SELECTED PASSAGE:
____________

The order effectively kicks off a rulemaking process lasting at least months, if not years, which officials said will aim to be a highly-collaborative process to ensure “the trusted free flow of data.”
Officials also said the executive order will specifically prohibit data broker and genomic data transactions, while establishing categories of restricted data transactions, such as vendor agreements that can expose critical security components commonly-used by government agencies and major private organizations.
The White House will also direct the Departments of Health and Human Services, Defense and Veterans Affairs with reviewing federal grants, contracts and awards to ensure sensitive health data is not being transferred to prohibited countries.
The order does not place new restrictions or standards on how U.S. companies are expected to maintain personal sensitive information. Rather, it focuses on the transfer of data abroad. Officials said the countries of concern included in the executive order are China, Russia, North Korea, Iran, Cuba and Venezuela.

____________

PROBLEM TO WORK ON:
Could you extend the passage on the executive order limiting sensitive data transfers abroad, picking up after its final sentence? The items that come next are unrelated material, separate from the passage on the executive order.

Collection entries
____________

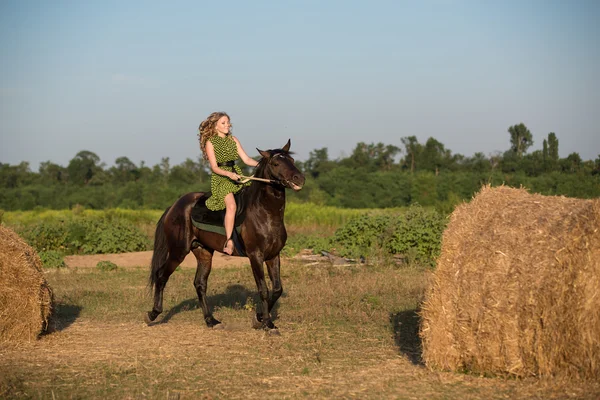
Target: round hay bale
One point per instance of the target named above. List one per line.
(516, 291)
(25, 297)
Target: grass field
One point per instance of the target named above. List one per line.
(346, 332)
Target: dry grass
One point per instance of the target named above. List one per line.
(346, 332)
(516, 289)
(25, 297)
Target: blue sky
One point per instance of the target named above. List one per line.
(135, 78)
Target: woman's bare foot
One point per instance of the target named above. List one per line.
(228, 249)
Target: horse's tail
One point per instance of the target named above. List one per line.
(161, 249)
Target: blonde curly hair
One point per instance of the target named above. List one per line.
(206, 130)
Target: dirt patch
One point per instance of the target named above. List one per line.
(143, 258)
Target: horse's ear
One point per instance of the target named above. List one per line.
(265, 154)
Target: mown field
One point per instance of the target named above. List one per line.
(346, 332)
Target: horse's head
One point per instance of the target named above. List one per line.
(279, 165)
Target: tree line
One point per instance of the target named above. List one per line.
(374, 175)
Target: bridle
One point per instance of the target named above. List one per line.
(272, 181)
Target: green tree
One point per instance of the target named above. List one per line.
(124, 171)
(520, 139)
(552, 152)
(83, 167)
(318, 162)
(51, 173)
(413, 150)
(434, 156)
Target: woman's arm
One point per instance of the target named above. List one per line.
(212, 159)
(245, 158)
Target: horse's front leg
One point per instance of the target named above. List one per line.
(273, 267)
(204, 266)
(263, 319)
(163, 274)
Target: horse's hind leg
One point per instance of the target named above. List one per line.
(161, 281)
(203, 269)
(263, 319)
(273, 267)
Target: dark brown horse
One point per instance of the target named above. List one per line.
(262, 233)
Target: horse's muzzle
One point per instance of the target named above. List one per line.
(296, 183)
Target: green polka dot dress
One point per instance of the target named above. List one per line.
(220, 186)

____________

ANSWER TO THIS PROBLEM:
Multiple presidential administrations have flagged China’s large appetite for data on Americans, whether obtained through hacking such as a 2018 cyberattack against hotel chain Marriott or through commercial transactions. Director of National Intelligence Avril Haines told a Senate panel in April 2021 that “There’s a concern about foreign adversaries getting commercially-acquired information as well, and [I] am absolutely committed to trying to do everything we can to reduce that possibility.”
What China does with the data is less certain, although academics have suggested its motives include identifying intelligence agents or training artificial intelligence models. “The most intriguing is the possibility that Beijing doesn’t even know why or how it might be able to use this data set, yet nonetheless figures that it’s worth acquiring it now, with an anticipation of putting it to use later,” said one blog posted published on Just Security in 2019.
Administration officials told reporters Tuesday that data from companies holding vast troves of Americans’ information “can land in the hands of foreign intelligence services, militaries or companies controlled by foreign governments.”